## AUFGABENSTELLUNG A
Welches Gericht bejaht laut dem Textauszug zum Anwartschaftsrecht des Auflassungsempfängers die Verkehrsfähigkeit bereits bei Auflassung und Antrag auf Eintragung einer Auflassungsvormerkung?

## VORGEGEBENER TEXTAUSZUG
++++++++

Rz. 18

Meinung des BGH: Das Recht des Auflassungsempfänger, für den eine Vormerkung eingetragen ist, wurde vom BGH mit der Begründung als selbstständig verkehrsfähiges Anwartschaftsrecht anerkannt, dass in diesem Fall auch ohne eigenen Antrag des Auflassungsempfängers sein Recht wegen des durch §§ 883 Abs. 2, 888 BGB gewährten Schutzes vom Veräußerer nicht mehr einseitig zerstört werden kann.[44] Nach OLG Düsseldorf[45] ist die Verkehrsfähigkeit bereits bei Auflassung und Antrag des Auflassungsempfängers auf Eintragung einer Auflassungsvormerkung zu bejahen, also zu dem auch für die Gutgläubigkeit des Auflassungsempfängers nach § 892 Abs. 2 BGB oder dem nach § 878 BGB maßgebenden Zeitpunkt (siehe Rdn 28).

 

Rz. 19

Die Gegenmeinung lehnt ein durch Vormerkung gesichertes Anwartschaftsrecht ab.[46] Ein vom Anspruch auf Eigentumsverschaffung abhängiges Anwartschaftsrecht ist kein mit dem abstrakten Volleigentum vergleichbares Recht. Einer Anwartschaft ohne Antrag des Auflassungsempfängers fehlt der Schutz der § 878 BGB, §§ 13, 17 GBO. Wird die Auflassung trotz Vormerkung unwirksam, (z.B. durch Insolvenz des Veräußerers oder weil das Grundbuchamt einen anderen als Eigentümer eintragen muss), dann wird der Auflassungsempfänger nur geschützt, wenn ihm die Vormerkung zusteht und der vorgemerkte Anspruch wirksam ist (§§ 883 Abs. 2, 888 Abs. 1 BGB). Versagt der Vormerkungsschutz, hilft auch das von Auflassung und Vormerkung abhängige Anwartschaftsrecht nicht weiter.

++++++++

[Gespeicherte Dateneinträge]

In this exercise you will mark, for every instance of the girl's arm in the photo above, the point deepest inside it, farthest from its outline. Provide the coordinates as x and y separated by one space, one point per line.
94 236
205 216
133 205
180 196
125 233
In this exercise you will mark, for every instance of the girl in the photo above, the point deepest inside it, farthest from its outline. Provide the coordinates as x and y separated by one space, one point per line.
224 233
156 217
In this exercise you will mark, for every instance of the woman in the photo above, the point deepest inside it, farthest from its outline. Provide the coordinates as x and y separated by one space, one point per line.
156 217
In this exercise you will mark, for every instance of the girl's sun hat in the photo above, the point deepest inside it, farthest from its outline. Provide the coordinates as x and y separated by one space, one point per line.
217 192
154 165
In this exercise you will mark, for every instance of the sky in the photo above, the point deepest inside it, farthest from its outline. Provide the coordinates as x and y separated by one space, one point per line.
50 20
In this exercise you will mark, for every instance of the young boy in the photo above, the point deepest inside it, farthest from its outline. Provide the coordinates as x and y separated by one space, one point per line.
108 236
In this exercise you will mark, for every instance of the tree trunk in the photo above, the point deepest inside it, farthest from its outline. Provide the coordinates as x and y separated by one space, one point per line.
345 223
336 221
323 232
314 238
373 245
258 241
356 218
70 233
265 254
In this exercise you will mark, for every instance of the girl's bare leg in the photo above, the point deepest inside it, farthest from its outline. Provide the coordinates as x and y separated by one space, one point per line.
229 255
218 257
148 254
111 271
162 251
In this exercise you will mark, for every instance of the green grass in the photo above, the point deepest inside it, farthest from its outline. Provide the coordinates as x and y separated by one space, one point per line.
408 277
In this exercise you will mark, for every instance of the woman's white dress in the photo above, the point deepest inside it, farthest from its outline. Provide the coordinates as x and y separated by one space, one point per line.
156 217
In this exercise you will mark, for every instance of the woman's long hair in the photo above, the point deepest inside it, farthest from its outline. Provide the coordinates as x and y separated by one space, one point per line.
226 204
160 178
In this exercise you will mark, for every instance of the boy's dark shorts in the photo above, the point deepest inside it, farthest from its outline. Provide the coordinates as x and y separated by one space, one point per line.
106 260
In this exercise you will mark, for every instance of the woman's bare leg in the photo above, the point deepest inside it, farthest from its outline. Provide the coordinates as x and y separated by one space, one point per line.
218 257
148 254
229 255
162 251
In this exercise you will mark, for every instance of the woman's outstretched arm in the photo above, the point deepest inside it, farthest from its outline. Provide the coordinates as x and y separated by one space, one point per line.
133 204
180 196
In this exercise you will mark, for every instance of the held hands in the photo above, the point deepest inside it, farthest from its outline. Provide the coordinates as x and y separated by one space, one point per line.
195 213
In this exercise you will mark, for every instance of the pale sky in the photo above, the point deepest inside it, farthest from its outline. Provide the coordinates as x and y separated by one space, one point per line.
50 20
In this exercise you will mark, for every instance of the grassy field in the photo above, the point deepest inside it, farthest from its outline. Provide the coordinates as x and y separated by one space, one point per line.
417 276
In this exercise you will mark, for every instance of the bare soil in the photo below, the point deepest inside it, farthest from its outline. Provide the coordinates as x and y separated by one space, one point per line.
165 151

++++++++

## AUFGABENSTELLUNG B
Tragen Sie aus den Datensätzen jede Zeile zusammen, in der das Wort „woman“ vorkommt.

## LÖSUNG A
Das OLG Düsseldorf.

## LÖSUNG B
In this exercise you will mark, for every instance of the woman in the photo above, the point deepest inside it, farthest from its outline. Provide the coordinates as x and y separated by one space, one point per line.
In this exercise you will mark, for every instance of the woman's white dress in the photo above, the point deepest inside it, farthest from its outline. Provide the coordinates as x and y separated by one space, one point per line.
In this exercise you will mark, for every instance of the woman's long hair in the photo above, the point deepest inside it, farthest from its outline. Provide the coordinates as x and y separated by one space, one point per line.
In this exercise you will mark, for every instance of the woman's bare leg in the photo above, the point deepest inside it, farthest from its outline. Provide the coordinates as x and y separated by one space, one point per line.
In this exercise you will mark, for every instance of the woman's outstretched arm in the photo above, the point deepest inside it, farthest from its outline. Provide the coordinates as x and y separated by one space, one point per line.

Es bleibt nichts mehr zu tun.